Exercise instructions: What is the number of lines below that contain the word "dryer"? Give only that number.

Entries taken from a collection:
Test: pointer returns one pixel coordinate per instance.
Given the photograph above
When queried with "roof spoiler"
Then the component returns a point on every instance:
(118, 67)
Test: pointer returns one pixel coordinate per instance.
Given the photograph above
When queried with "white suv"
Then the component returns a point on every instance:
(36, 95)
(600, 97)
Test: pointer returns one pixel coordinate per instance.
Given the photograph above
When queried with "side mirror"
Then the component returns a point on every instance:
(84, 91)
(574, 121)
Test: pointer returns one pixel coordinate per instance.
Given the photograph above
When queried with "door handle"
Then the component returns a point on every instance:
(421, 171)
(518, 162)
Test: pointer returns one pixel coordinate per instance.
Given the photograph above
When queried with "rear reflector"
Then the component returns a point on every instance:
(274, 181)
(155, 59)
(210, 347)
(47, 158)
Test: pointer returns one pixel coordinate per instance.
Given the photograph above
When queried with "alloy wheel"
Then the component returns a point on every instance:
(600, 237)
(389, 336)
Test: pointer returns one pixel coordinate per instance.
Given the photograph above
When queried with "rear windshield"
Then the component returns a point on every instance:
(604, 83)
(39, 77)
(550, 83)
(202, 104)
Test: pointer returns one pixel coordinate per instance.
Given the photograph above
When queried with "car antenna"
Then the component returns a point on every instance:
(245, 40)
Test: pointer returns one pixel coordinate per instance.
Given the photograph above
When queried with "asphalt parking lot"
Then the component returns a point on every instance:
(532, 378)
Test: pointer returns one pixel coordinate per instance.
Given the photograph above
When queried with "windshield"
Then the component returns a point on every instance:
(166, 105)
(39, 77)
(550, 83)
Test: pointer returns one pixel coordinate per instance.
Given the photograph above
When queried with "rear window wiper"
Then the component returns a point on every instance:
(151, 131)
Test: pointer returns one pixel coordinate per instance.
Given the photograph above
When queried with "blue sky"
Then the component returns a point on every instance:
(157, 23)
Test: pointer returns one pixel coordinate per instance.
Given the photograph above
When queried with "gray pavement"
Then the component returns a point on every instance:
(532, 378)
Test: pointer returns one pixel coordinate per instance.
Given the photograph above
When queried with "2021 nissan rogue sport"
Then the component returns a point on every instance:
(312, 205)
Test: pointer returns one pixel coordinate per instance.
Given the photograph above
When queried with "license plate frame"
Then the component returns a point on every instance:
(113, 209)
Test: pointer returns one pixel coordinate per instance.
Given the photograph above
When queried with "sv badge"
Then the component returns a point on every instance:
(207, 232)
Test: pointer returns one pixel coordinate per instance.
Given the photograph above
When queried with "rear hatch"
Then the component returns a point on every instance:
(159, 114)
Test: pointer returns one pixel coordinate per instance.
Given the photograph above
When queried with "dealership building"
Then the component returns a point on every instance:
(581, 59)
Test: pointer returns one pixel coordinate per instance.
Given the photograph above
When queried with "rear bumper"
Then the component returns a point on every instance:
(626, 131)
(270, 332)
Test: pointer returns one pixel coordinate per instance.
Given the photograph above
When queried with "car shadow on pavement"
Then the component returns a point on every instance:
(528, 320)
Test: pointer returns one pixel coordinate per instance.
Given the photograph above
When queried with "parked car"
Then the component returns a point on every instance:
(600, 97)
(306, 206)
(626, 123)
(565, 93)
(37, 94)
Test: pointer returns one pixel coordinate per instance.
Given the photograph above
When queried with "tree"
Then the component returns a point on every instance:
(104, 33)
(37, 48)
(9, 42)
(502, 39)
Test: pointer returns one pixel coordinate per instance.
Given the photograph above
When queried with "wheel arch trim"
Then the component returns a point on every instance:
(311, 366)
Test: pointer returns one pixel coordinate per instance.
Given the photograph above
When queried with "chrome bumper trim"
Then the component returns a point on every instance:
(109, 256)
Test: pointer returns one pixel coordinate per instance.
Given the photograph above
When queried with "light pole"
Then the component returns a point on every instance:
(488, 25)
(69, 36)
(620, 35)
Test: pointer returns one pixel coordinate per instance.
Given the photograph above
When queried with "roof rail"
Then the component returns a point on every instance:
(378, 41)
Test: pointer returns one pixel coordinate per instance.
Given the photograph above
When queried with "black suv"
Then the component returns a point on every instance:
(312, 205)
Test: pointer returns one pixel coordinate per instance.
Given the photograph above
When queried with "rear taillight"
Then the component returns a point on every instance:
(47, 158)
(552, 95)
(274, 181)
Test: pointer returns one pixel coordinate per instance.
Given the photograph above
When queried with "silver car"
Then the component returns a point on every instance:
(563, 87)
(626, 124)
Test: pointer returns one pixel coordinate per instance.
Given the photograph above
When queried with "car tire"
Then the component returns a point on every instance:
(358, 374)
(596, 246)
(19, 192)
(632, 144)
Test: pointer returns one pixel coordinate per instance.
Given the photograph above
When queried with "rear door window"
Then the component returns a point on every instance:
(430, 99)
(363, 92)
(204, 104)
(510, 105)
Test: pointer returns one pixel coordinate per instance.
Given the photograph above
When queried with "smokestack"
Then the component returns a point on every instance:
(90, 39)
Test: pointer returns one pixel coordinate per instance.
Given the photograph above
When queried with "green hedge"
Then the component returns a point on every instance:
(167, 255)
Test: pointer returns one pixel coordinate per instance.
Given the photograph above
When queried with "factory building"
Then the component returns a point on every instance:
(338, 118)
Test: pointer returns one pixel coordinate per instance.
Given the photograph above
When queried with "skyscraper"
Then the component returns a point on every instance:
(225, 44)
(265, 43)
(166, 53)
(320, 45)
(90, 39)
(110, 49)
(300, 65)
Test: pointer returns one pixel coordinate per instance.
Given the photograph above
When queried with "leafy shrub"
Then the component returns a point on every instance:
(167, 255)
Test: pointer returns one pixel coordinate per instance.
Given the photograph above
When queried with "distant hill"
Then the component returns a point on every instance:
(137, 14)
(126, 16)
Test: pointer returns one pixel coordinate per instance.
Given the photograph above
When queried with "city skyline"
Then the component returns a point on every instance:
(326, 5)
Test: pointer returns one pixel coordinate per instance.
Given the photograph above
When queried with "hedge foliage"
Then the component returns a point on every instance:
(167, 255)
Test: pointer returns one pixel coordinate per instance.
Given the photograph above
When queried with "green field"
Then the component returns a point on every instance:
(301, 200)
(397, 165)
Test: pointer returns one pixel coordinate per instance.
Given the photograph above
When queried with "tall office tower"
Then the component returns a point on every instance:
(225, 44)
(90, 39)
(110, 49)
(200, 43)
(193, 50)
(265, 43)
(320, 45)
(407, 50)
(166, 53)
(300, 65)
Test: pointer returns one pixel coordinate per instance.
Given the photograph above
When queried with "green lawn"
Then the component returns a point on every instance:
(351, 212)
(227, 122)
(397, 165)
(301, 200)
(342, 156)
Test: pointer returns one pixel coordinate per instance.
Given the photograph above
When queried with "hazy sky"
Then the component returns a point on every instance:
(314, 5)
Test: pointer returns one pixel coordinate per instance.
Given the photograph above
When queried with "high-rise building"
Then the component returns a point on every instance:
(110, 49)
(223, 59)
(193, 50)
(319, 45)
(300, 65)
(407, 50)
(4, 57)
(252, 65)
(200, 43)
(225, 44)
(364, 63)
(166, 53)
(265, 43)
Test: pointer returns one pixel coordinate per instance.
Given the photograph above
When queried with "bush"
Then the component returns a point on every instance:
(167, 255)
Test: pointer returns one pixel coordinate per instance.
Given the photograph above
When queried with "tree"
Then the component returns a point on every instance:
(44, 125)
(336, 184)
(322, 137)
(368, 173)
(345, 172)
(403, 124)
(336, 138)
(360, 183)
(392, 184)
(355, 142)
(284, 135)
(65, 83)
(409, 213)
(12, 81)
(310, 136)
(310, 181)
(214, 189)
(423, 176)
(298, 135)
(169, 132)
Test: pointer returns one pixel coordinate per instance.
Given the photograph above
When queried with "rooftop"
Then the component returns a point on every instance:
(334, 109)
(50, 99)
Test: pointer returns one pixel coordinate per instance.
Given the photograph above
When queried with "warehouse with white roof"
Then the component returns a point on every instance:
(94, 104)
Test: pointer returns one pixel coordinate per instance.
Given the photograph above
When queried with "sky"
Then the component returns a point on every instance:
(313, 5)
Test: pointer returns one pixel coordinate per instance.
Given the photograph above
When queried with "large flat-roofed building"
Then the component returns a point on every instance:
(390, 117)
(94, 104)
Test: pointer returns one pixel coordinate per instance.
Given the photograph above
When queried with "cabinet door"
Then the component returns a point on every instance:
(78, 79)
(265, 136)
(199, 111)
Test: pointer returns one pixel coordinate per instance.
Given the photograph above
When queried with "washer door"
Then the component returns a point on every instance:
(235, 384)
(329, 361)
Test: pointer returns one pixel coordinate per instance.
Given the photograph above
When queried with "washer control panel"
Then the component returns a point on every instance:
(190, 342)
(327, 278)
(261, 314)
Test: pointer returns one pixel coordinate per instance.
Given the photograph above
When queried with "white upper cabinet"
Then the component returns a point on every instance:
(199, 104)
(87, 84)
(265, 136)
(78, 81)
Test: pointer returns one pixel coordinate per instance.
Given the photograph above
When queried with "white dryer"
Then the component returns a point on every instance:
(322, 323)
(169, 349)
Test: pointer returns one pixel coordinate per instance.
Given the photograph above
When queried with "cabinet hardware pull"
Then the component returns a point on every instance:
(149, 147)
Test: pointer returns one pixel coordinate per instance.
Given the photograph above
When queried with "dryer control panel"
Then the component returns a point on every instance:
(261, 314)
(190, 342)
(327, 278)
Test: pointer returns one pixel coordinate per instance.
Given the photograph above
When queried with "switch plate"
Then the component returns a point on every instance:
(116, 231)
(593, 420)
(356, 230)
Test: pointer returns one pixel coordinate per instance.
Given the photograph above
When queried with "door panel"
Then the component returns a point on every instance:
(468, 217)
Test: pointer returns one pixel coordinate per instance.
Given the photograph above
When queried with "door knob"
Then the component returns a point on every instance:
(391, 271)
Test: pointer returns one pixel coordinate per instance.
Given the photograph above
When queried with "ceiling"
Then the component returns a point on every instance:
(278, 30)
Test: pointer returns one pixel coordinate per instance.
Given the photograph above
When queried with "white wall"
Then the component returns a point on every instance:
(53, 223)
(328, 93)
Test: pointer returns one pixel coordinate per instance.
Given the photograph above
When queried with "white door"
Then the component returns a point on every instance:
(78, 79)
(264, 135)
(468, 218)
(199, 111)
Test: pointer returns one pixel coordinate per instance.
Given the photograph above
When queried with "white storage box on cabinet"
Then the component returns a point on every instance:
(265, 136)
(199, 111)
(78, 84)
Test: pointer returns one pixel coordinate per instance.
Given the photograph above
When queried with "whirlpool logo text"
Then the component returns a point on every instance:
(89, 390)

Response to this exercise: 2